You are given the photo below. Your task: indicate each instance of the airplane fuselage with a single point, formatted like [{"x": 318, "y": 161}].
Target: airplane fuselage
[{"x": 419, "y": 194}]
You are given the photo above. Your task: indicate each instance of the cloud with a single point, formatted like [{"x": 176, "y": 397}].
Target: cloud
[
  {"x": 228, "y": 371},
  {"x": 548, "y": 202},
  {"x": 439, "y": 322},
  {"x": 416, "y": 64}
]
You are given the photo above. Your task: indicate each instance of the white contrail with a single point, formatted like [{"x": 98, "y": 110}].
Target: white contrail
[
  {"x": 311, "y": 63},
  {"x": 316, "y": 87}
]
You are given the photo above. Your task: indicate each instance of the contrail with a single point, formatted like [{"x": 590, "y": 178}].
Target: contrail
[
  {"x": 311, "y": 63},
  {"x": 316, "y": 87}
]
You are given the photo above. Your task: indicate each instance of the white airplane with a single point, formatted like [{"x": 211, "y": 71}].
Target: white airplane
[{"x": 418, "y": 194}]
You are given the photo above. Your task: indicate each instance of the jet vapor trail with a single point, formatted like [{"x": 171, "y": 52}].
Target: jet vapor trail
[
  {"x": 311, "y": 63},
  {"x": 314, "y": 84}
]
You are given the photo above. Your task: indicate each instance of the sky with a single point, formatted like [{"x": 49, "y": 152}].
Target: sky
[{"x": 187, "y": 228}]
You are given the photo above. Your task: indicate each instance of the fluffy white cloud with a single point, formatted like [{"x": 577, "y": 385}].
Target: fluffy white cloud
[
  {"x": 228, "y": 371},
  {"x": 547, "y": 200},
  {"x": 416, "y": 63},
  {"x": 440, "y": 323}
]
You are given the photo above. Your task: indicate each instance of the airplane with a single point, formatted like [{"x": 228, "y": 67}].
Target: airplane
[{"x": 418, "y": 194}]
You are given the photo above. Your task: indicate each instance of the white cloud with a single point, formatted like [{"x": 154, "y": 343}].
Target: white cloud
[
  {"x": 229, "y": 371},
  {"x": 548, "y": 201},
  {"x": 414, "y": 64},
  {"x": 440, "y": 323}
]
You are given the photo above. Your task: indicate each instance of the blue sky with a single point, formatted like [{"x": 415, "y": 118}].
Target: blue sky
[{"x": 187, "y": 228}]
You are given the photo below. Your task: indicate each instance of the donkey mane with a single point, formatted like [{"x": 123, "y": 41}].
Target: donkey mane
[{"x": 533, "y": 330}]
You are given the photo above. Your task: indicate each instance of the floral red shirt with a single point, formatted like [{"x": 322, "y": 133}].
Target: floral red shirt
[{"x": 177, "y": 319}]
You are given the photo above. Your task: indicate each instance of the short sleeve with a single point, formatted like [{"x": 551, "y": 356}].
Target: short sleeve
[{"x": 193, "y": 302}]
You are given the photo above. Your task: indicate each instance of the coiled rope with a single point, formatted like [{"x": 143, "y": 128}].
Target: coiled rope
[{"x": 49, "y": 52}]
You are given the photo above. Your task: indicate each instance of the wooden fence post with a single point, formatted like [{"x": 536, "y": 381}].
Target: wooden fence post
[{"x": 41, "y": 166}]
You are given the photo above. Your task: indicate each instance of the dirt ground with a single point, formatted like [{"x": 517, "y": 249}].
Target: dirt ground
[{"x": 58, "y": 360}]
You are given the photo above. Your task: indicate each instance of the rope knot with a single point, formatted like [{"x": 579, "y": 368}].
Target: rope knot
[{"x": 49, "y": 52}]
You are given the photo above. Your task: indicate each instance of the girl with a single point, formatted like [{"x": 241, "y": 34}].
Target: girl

========================

● Your instructions:
In the entries above, find the line containing "of the floral". Set down that line and every line after it through the last one, exactly and alone.

● Answer to this problem:
You are given the photo above. Your task: indicate each instance of the floral red shirt with a single point, formatted like [{"x": 322, "y": 133}].
Target: floral red shirt
[{"x": 177, "y": 319}]
You are given the photo above. Your task: indicate each instance of the short sleeve with a single point, formatted like [{"x": 551, "y": 356}].
Target: short sleeve
[{"x": 193, "y": 302}]
You are given the photo above. Your task: indicate each instance of the coiled rope with a single point, formatted like [{"x": 143, "y": 128}].
Target: coiled rope
[{"x": 49, "y": 52}]
You are given the photo above. Your task: indicate each instance of the wooden fence post with a single point, formatted like [{"x": 536, "y": 381}].
Target: wooden fence post
[{"x": 41, "y": 166}]
You are given the photo above. Your task: indicate each instance of the dirt ground with a single point, formatted like [{"x": 517, "y": 249}].
Target: dirt ground
[{"x": 58, "y": 360}]
You are given the photo above. Your task: indicate each instance of the rope knot with a single point, formatted like [{"x": 579, "y": 368}].
Target: rope knot
[{"x": 49, "y": 52}]
You are given the photo above. Your task: indicate each instance of the girl with a single point, formatted like [{"x": 241, "y": 34}].
Target: girl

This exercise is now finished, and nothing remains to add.